**TASK:** Copy the material below verbatim, from the line containing "Bet you can't find blue jacket" through the line containing "[89,226,454,241]", including both of those lines.

■ ■ ■ ■

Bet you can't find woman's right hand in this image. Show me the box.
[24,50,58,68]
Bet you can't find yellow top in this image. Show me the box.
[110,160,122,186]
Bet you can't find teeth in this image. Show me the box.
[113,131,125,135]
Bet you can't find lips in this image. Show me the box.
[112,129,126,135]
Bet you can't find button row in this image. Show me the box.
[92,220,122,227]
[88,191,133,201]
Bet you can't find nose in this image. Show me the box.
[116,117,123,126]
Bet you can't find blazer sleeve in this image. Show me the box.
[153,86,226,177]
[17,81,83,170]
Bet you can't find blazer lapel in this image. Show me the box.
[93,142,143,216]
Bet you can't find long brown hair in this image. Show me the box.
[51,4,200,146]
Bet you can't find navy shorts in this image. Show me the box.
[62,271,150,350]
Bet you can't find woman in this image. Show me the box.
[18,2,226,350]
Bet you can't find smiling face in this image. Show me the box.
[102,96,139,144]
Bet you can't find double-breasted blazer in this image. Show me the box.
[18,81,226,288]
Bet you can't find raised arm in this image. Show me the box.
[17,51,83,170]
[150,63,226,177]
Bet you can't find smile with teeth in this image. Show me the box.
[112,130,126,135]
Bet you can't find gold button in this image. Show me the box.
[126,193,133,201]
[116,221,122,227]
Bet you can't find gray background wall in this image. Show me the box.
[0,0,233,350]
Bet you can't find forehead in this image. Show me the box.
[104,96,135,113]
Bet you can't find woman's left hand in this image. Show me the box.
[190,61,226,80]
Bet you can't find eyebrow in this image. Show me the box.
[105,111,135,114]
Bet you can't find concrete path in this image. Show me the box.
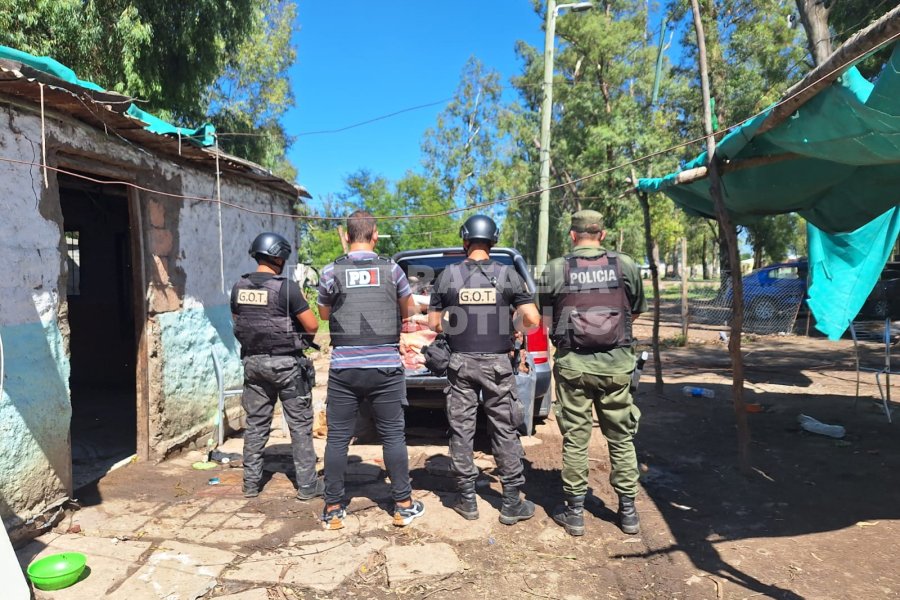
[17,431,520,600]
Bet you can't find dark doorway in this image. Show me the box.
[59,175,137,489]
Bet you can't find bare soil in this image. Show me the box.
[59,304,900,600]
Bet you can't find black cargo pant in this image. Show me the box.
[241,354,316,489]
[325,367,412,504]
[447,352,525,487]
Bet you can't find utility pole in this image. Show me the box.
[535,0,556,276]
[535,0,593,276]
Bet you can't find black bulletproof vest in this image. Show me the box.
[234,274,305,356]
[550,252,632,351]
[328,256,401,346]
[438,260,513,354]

■ ■ ■ ■

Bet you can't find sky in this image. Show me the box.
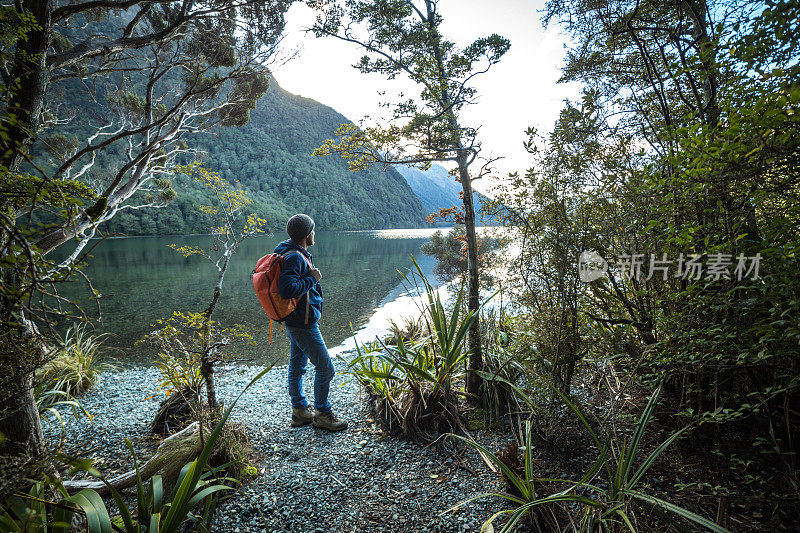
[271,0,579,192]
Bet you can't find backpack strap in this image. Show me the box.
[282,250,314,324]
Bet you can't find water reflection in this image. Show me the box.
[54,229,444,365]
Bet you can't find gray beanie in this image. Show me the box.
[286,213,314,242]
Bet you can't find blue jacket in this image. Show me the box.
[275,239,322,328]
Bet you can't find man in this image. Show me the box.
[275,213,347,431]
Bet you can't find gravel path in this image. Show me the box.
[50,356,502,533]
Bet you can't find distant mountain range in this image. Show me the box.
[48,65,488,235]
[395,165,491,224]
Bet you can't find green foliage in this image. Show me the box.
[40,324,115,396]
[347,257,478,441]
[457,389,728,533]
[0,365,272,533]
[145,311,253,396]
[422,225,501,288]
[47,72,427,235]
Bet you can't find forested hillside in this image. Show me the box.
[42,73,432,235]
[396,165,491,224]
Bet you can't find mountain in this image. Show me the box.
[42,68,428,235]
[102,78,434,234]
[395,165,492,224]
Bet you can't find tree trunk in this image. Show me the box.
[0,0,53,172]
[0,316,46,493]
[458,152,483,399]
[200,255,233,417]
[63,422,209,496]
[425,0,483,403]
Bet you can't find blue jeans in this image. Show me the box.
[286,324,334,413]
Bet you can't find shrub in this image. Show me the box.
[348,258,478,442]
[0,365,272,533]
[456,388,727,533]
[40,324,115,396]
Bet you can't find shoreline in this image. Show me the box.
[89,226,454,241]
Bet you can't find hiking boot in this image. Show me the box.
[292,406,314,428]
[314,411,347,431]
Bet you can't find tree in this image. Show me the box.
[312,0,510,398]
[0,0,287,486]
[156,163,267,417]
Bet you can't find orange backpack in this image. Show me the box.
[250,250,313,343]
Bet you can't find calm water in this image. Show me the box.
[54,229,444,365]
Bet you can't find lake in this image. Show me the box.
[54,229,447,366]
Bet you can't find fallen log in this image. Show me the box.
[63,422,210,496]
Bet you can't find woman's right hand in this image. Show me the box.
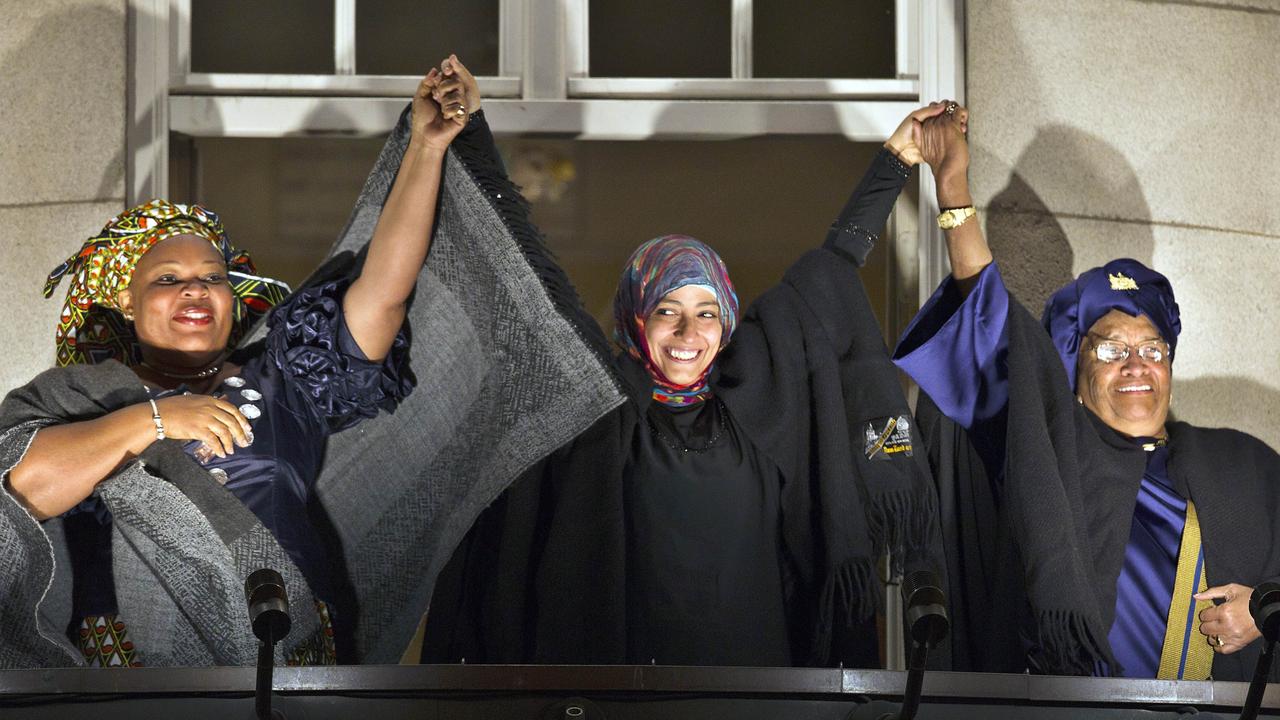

■ ■ ■ ■

**REPLY:**
Bet you can't find blue jacket in this image. Show me the box.
[275,239,322,328]
Bet you can't find man in this image. Show me the box.
[275,213,347,431]
Bet you can't find gravel path in this image. Show me the box.
[50,356,502,533]
Bet you can't find distant mountain range in this image. Show me the box.
[48,65,488,235]
[395,165,491,224]
Bet you can't find green foliage in this image. Show me the box.
[40,324,115,396]
[347,257,478,441]
[457,389,728,533]
[0,365,272,533]
[145,311,253,396]
[422,225,501,288]
[47,72,427,235]
Bet you can't find forested hillside in this image. Show me the box.
[42,73,432,235]
[396,165,491,224]
Bet you can't find mountain in this image. Show me the box.
[42,68,428,235]
[102,78,434,234]
[395,165,492,224]
Bet you can't find tree trunk in this image. Show me the box.
[0,0,53,172]
[0,316,46,493]
[458,152,483,399]
[200,255,233,417]
[63,422,209,496]
[425,0,483,403]
Bet you can't find blue jeans in this image. Show me the box.
[286,324,334,413]
Bet you can't find shrub in this image. Show me the box.
[348,258,478,442]
[0,365,272,533]
[456,388,727,533]
[40,324,115,396]
Bet you can't find shoreline in this image. Show me the box.
[89,226,454,241]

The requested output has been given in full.